**Short task A**:
Find every line in the records that contains the string "plastic" and copy each one.

MCPL-CLIP can capture image-region-to-text correlation features that adapt to new datasets during the transfer to new datasets, which is crucial for handling complex image classification tasks. For example, in fine-grained image classification datasets such as StanfordCars and Flowers102, where the model needs to understand and distinguish highly similar categories, MCPL-CLIP effectively utilizes its cross-modal prompts to capture these nuances. Additionally, VAIPL further enhances MCPL-CLIP’s cross-modal alignment capability. By applying cross-attention between instance-level image features from the visual encoder and text input embeddings, and generating weighted text features through nonlinear projection, VAIPL allows MCPL-CLIP to identify and extract features beneficial for cross-modal alignment when learning from specific data distributions. This might explain MCPL-CLIP’s excellent performance on datasets such as EuroSAT (satellite image dataset) and UCF101 (action recognition dataset), as these datasets require the model to identify complex, task-relevant patterns from visual features.

However, in some datasets such as Aircraft, although MCPL-CLIP’s performance has improved, the improvement is relatively small. This might be due to the high similarity in visual features of aircraft in the Aircraft dataset, posing a greater challenge to the model’s discrimination ability. While MCPL-CLIP helps the model identify features beneficial for cross-modal alignment, distinguishing such highly similar visual features may require more refined model adjustments or specially designed feature extraction strategies. The Caltech 101 dataset contains 101 different object categories, with each category having several dozen images. The images exhibit variations in background and shooting angles. CoCoOp may be better at extracting stable features from images of objects with multiple categories and angles, which gives it an advantage on datasets such as Caltech 101. In contrast, MCPL-CLIP might not achieve optimal performance when handling these features.

The design concept of MCPL-CLIP is to inject textual features into the visual encoder and enhance the text prompts through a feedback mechanism. While this may help improve performance on specific datasets, this feedback mechanism could introduce additional noise in cross-dataset transfer tasks, thereby affecting generalization performance. Moreover, the complex prompt coupling in the MCPL-CLIP model may not be as stable and effective across different datasets as MaPLe and CoCoOp, as the complex feedback mechanism may be inefficient when handling domain shifts.

**Short task B**:
Answer these questions using the MCPL-CLIP discussion:
(i) Which two fine-grained image classification datasets does it name?
(ii) How many object categories does the Caltech 101 dataset contain?
(iii) Which two models may be more stable and effective across datasets than MCPL-CLIP?

Dataset records
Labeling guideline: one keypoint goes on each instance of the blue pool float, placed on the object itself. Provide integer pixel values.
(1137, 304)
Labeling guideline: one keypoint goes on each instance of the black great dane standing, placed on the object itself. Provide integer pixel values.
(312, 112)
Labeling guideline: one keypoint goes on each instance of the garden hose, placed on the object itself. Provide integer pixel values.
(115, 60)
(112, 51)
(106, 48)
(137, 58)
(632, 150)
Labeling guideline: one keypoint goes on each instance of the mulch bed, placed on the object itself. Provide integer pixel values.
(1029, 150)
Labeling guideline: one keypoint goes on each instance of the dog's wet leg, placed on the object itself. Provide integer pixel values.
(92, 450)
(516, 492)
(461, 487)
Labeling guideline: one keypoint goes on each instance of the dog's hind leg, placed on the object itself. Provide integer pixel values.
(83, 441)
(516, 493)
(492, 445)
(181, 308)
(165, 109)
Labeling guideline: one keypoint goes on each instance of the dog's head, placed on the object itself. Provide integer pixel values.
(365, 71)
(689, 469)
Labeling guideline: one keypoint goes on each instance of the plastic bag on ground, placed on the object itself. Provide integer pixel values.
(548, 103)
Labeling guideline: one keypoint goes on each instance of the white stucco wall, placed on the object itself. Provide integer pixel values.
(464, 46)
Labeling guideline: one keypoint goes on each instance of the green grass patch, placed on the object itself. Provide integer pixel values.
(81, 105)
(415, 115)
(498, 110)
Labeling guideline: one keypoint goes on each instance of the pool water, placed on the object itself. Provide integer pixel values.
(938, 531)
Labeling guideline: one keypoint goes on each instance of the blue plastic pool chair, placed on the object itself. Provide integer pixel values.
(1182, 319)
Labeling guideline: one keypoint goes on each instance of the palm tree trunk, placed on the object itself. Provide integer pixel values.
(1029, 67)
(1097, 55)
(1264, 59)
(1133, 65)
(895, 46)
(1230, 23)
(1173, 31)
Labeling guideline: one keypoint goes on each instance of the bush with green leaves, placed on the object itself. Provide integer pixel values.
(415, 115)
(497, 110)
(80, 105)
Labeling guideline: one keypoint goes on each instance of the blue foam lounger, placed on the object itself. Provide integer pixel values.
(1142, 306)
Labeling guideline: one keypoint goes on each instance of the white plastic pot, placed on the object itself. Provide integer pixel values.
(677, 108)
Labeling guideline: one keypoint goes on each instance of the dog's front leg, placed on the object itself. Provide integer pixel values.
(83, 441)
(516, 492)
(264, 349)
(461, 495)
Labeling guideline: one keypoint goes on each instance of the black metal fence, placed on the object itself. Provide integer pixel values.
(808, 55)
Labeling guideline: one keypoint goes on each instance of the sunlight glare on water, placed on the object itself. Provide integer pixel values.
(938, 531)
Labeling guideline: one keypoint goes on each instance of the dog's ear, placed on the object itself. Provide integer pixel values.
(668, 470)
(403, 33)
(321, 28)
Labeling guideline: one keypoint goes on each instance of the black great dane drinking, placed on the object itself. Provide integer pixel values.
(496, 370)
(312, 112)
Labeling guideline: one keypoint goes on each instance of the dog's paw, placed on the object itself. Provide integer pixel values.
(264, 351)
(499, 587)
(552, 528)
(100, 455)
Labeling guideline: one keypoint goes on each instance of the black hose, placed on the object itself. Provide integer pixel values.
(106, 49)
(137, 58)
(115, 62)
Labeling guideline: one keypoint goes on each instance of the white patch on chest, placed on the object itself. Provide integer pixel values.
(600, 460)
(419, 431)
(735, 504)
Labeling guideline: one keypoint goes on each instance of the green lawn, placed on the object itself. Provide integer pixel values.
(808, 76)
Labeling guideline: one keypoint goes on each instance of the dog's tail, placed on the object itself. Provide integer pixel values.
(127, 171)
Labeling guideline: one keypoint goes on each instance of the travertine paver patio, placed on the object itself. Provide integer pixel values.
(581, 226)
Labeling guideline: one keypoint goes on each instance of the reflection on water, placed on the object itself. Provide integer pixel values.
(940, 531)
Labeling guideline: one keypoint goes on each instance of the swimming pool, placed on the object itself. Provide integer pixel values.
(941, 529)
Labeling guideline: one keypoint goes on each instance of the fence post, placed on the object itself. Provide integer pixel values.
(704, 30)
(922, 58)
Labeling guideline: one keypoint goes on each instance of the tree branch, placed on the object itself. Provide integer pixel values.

**Final result A**:
Labeling guideline: one keypoint goes on each instance of the plastic bag on ground, placed on the object itself. Provide integer pixel values.
Labeling guideline: one keypoint goes on each instance of the blue plastic pool chair, placed on the object itself. Provide integer pixel values.
Labeling guideline: one keypoint goes on each instance of the white plastic pot, placed on the object itself. Provide integer pixel values.

**Final result B**:
(i) StanfordCars and Flowers102
(ii) 101
(iii) MaPLe and CoCoOp